───── Data supplied
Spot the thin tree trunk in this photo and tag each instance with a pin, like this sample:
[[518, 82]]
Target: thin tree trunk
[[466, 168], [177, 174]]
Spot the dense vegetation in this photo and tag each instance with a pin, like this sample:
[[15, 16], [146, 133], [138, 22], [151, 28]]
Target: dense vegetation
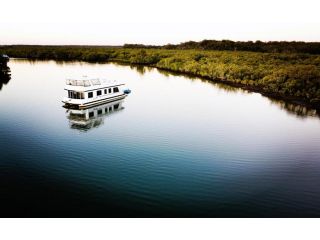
[[258, 46], [4, 71], [292, 76]]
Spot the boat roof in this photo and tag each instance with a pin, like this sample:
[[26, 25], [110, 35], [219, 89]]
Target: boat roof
[[84, 81]]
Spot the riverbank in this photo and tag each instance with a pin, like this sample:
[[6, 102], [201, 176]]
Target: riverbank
[[293, 77]]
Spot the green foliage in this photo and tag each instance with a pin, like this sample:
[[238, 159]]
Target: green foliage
[[295, 75]]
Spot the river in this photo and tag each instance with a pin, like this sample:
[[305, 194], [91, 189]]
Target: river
[[175, 147]]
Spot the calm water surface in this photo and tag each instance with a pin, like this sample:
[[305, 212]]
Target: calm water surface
[[174, 147]]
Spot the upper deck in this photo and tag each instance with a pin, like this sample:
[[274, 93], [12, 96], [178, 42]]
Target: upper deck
[[85, 83]]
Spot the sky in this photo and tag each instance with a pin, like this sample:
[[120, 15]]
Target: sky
[[156, 22]]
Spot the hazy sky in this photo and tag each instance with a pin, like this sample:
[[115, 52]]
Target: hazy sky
[[156, 21]]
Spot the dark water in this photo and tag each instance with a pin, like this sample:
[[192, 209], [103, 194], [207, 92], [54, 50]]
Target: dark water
[[174, 147]]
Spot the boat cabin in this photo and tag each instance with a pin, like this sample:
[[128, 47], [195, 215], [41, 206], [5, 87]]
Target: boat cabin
[[84, 93]]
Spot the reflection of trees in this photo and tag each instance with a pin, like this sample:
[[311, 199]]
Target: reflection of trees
[[296, 109], [4, 71]]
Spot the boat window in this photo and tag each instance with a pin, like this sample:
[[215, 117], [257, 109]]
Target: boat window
[[75, 95]]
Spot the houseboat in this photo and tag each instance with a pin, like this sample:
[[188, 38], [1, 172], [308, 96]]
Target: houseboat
[[84, 93], [93, 117]]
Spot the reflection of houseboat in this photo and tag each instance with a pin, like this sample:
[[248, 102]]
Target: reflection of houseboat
[[85, 119], [86, 92]]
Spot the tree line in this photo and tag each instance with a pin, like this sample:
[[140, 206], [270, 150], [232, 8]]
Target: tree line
[[257, 46]]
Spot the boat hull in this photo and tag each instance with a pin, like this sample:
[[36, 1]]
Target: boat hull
[[93, 103]]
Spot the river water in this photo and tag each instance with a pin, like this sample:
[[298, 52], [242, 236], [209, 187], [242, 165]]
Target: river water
[[175, 147]]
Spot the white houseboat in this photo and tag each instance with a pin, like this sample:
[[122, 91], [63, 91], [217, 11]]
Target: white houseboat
[[86, 119], [85, 92]]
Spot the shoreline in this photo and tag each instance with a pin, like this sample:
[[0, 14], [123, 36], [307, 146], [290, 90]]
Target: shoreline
[[255, 89]]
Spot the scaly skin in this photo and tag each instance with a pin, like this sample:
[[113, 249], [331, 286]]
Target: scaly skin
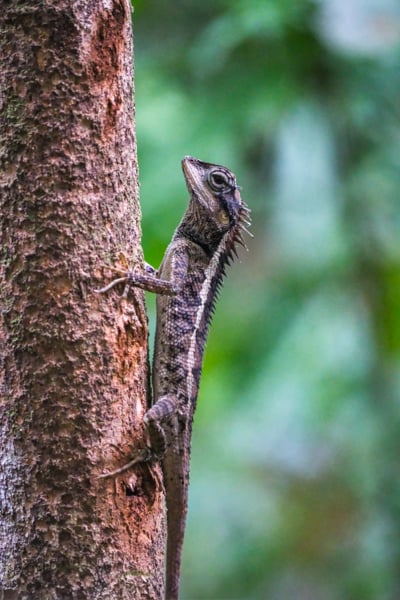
──────────
> Exercise
Copy the lines above from the line with "Spot the reflection of trees" up to and including the last line of the rows, leaving out the pictures.

> Written answer
Spot the reflection of trees in this photo and tag each instance with a pin, like this sample:
[[311, 199]]
Target: reflection of trees
[[296, 109], [4, 71]]
Spot the boat window in this photo and tag each instance with a pin, like this sample:
[[215, 117], [257, 109]]
Target: boat window
[[75, 95]]
Spot the houseboat in this photo and tag each instance with a pin, like this sample:
[[188, 38], [1, 172], [308, 96]]
Target: houseboat
[[84, 93], [93, 117]]
Spot the reflection of houseboat in this photo and tag each instance with a pin, like this sample:
[[248, 102]]
Target: reflection of houseboat
[[85, 119], [86, 92]]
Spot the tree line in this photo and tag each instance with a pin, like this sample:
[[140, 206], [270, 150], [232, 8]]
Target: tree line
[[257, 46]]
Spot the boat hull in this photo and tag each instance with a pin, like this sample:
[[36, 1]]
Target: boat hull
[[93, 103]]
Spot the river water in this photo and tag each instance with a pin, like this sample:
[[298, 52], [242, 236], [209, 187], [242, 165]]
Target: river water
[[175, 147]]
Spot the white houseboat in this photo and tag each instance with a pin, like this sample:
[[122, 91], [63, 91], [217, 11]]
Target: white houseboat
[[86, 119], [85, 92]]
Spot the shoreline in this photo and tag each instance with a pin, like this sample:
[[0, 14], [123, 36], [307, 146], [290, 90]]
Target: shoreline
[[255, 89]]
Spot the scaly skin in this photo and tag each instance with a pin, like this sample:
[[113, 249], [331, 286]]
Target: scaly skin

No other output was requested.